■ DATA ROWS

* START *

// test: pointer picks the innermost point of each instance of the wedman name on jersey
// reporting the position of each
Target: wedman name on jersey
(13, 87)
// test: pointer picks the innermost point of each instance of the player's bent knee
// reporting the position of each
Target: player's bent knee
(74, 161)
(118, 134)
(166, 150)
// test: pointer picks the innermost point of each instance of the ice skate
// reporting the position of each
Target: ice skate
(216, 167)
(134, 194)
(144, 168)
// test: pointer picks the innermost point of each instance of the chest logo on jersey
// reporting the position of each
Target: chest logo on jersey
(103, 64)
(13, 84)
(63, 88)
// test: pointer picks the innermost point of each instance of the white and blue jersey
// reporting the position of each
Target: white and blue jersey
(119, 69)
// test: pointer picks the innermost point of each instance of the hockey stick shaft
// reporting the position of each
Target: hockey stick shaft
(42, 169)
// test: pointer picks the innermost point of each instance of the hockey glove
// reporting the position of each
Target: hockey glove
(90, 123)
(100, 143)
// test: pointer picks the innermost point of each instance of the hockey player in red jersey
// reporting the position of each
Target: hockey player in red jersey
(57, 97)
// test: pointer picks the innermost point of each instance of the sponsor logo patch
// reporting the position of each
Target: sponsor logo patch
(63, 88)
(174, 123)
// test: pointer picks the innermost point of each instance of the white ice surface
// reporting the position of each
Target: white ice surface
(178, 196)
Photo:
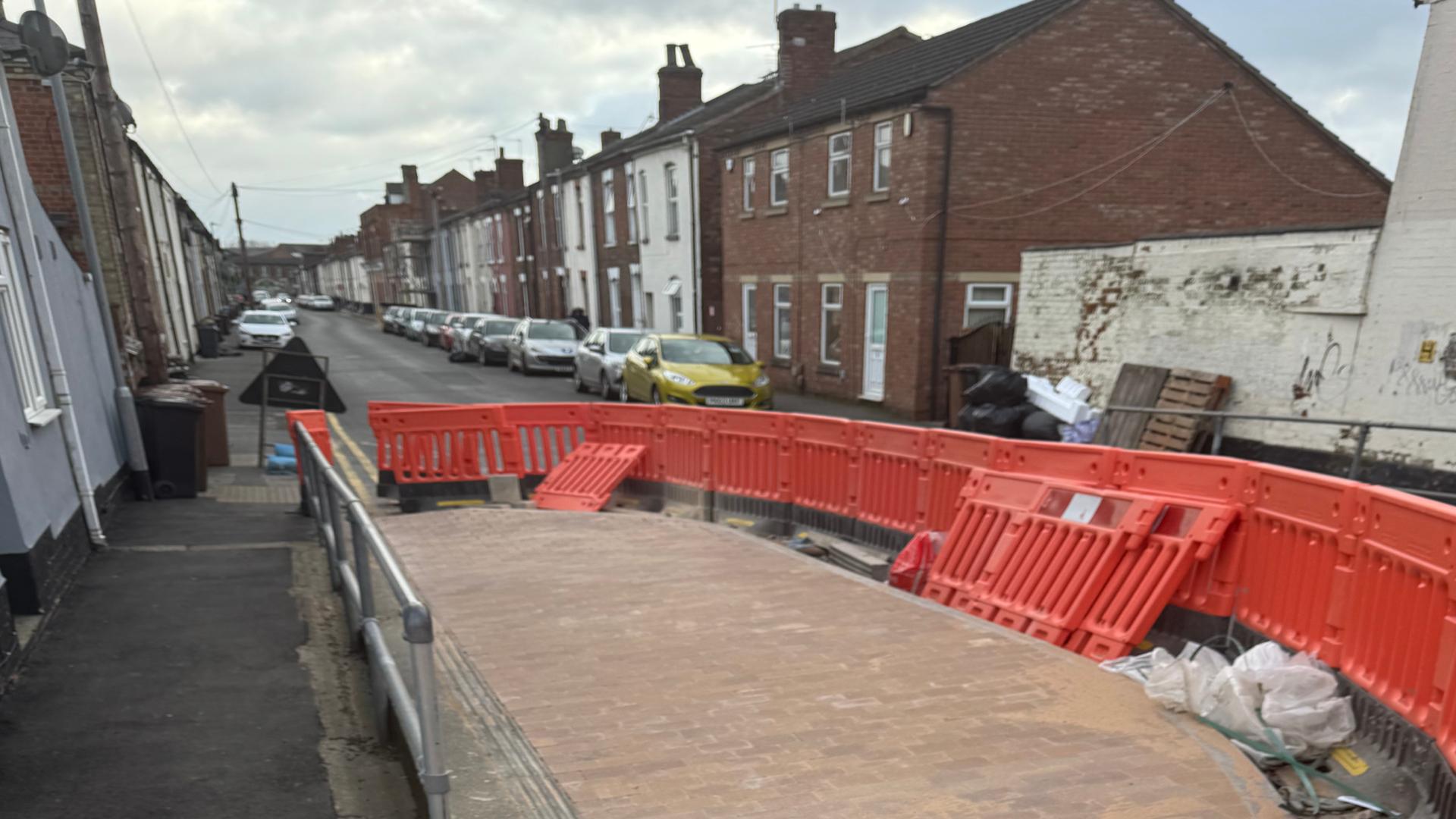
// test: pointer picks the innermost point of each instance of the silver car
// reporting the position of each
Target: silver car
(487, 343)
(542, 346)
(601, 357)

* END *

■ AIM OF THE EXERCISE
Arrange the lines above as a numbered list, leaving out any blank lines and any pictures.

■ COMPLETE OUTPUT
1. // test: pointer picks the innermost point of each instance of the wedman name on jersey
2. // reporting the position of each
3. Target: wedman name on jersey
4. (13, 87)
5. // test: pointer picks the innermost point of each instance of the player's bent knee
6. // reporting the position of each
7. Target: player's bent knee
8. (74, 161)
9. (118, 134)
10. (166, 150)
11. // test: pointer picks the innermost point of each instance of the ice skate
12. // reporting the position of each
13. Target: ice skate
14. (216, 167)
15. (134, 194)
16. (144, 168)
17. // test: pointer picks the innermost point of each instance of the chest logo on jersey
18. // reporting the position of each
19. Target: chest logo on jersey
20. (103, 64)
21. (13, 84)
22. (63, 88)
23. // test: pointer picks the innermost point of each instance of the white and blue jersey
24. // reporting the position of each
25. Target: white and blue jersey
26. (119, 69)
27. // test: pointer picks the innermost point of each instance of the hockey stick shaft
28. // reporting the position of each
29. Target: hockey stick shaft
30. (42, 169)
31. // test: pointer picks the innermost point of each instance of the hockey glove
32. // reporting the position of each
33. Target: hockey glove
34. (90, 123)
35. (100, 143)
36. // test: pointer picks the innermost point of each instance of the hockey player in red jersey
37. // reporting the position of each
38. Target: hockey player in red jersey
39. (57, 97)
40. // test: pointer picks the innermost point of each instance of the sponsor logo patch
41. // reporting the position of each
42. Target: sponsor logo patch
43. (63, 88)
44. (174, 123)
45. // test: pointer picks the innermost point of each instance of the white ice surface
46. // reporting the position of each
47. Target: white ice surface
48. (178, 196)
49. Photo:
50. // test: pointer picks the innermost point of each instance of the silver car
51. // reporting the position of each
52. Target: silver car
53. (487, 343)
54. (542, 346)
55. (601, 357)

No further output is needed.